Work to do: Can you write out the records word for word, starting with the line that contains "such as <point>765,920</point>" and going on through the line that contains "<point>29,131</point>", with both of those lines included?

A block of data
· · · · · · ·

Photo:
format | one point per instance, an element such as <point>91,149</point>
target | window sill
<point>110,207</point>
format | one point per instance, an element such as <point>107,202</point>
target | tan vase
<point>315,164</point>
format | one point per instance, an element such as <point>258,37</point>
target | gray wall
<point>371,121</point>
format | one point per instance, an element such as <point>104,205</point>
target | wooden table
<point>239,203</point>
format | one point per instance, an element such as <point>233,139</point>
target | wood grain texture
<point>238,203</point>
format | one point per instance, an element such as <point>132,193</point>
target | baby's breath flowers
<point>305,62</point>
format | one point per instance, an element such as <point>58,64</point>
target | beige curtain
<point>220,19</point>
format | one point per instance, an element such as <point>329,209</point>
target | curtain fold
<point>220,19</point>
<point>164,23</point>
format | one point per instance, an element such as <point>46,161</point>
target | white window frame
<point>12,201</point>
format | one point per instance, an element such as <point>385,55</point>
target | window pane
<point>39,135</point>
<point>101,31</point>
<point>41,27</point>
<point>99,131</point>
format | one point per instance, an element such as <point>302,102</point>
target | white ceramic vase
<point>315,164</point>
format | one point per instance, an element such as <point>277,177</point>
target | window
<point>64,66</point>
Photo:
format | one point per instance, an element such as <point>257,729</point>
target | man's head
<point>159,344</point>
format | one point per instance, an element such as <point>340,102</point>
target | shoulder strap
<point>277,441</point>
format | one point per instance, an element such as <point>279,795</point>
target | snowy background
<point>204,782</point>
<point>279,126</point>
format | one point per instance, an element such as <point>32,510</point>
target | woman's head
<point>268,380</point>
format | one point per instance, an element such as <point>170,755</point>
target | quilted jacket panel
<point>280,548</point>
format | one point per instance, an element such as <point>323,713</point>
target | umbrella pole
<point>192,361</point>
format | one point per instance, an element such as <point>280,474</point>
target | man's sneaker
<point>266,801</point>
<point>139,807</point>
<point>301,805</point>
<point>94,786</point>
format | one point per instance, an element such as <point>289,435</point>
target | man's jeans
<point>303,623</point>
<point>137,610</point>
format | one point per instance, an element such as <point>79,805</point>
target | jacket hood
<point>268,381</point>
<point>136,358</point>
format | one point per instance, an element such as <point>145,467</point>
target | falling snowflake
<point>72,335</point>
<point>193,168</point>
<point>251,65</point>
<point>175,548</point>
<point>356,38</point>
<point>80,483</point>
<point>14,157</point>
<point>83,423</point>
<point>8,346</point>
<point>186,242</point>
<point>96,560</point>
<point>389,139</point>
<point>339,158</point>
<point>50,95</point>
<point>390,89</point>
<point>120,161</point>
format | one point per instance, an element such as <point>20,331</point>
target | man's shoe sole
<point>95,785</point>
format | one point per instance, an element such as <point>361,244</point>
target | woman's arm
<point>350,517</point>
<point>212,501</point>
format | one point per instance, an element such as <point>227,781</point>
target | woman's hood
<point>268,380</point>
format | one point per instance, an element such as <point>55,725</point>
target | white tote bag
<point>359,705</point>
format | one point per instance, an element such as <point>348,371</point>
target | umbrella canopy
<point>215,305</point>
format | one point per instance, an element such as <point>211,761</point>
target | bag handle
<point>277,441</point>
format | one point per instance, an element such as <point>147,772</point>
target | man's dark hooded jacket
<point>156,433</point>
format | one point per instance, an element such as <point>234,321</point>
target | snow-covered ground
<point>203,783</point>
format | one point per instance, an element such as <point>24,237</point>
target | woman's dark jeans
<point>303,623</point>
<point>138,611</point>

· · · · · · ·

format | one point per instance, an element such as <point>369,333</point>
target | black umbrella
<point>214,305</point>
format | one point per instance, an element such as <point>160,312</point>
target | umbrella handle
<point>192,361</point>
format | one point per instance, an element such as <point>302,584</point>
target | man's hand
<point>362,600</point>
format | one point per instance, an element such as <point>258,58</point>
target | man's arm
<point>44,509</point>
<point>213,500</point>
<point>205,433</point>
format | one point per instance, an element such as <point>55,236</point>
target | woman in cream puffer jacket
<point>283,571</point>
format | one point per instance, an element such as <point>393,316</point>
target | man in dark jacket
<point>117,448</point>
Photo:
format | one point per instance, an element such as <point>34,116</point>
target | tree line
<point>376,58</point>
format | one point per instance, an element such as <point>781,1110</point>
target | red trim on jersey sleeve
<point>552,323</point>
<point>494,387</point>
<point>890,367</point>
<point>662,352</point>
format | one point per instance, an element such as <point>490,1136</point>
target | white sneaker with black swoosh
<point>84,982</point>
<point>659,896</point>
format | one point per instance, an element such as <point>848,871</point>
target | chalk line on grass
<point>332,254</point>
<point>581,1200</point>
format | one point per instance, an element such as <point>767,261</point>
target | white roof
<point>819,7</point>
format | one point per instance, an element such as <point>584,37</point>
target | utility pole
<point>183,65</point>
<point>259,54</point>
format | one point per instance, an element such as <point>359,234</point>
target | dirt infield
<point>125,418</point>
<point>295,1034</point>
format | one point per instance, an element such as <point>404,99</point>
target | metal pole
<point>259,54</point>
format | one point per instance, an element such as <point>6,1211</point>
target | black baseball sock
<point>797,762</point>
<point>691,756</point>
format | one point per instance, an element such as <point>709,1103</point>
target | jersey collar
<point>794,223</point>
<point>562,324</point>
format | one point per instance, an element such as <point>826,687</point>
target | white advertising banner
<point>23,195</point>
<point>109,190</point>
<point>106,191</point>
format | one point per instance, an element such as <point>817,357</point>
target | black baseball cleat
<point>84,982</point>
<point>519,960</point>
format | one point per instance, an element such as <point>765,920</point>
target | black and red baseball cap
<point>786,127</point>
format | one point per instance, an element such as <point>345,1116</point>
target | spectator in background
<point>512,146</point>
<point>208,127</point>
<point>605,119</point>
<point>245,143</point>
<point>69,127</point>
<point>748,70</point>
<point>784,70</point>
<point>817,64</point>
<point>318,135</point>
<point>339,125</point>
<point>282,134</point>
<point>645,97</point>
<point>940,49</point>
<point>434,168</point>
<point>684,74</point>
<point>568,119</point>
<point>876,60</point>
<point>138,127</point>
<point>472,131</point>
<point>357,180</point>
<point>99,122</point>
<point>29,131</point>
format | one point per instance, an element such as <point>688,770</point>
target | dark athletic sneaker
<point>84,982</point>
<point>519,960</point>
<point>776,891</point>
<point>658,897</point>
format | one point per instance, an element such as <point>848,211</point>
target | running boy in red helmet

· · · · · · ·

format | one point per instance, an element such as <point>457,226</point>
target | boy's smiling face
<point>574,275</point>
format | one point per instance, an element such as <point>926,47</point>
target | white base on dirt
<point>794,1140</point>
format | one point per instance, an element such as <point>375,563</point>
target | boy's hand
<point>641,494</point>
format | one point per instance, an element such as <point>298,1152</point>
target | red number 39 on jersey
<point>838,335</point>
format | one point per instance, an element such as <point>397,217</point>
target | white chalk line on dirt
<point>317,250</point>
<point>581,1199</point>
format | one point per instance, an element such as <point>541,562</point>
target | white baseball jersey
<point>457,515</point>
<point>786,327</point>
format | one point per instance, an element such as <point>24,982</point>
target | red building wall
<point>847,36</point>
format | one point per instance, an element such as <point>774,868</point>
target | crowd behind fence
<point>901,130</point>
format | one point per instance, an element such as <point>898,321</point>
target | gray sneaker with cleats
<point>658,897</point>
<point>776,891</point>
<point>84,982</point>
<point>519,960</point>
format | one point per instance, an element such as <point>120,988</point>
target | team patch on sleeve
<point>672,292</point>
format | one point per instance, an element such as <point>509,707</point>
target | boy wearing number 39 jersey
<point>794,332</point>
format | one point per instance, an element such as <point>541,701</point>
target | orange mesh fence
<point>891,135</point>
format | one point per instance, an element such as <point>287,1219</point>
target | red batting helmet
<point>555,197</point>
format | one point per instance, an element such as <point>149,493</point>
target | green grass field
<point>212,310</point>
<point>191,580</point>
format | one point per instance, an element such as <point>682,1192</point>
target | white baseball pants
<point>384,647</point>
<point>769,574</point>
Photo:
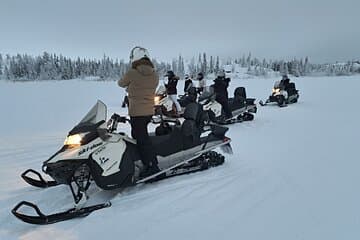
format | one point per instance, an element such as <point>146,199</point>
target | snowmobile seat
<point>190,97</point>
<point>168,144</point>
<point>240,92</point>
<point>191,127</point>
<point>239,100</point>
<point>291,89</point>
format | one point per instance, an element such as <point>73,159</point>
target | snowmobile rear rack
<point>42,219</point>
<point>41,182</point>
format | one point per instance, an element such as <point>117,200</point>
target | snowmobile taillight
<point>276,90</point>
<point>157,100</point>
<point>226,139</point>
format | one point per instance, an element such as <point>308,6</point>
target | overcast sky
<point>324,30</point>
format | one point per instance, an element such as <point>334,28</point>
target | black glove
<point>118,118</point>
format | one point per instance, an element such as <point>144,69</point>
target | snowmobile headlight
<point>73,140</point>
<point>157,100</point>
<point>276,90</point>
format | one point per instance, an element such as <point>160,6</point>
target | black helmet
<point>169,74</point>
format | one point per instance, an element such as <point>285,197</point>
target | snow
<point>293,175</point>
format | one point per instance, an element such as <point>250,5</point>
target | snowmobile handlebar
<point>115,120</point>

· · · · · · ·

Output:
format | one point per instance, an element such as <point>765,920</point>
target | black and red baseball cap
<point>786,127</point>
format | one point per instance, an element such as <point>345,1116</point>
target | spectator in background
<point>512,146</point>
<point>208,127</point>
<point>605,119</point>
<point>245,143</point>
<point>69,127</point>
<point>748,70</point>
<point>784,70</point>
<point>817,64</point>
<point>318,135</point>
<point>339,125</point>
<point>282,134</point>
<point>645,97</point>
<point>940,49</point>
<point>434,168</point>
<point>684,74</point>
<point>568,119</point>
<point>876,60</point>
<point>138,127</point>
<point>472,131</point>
<point>357,180</point>
<point>99,122</point>
<point>29,131</point>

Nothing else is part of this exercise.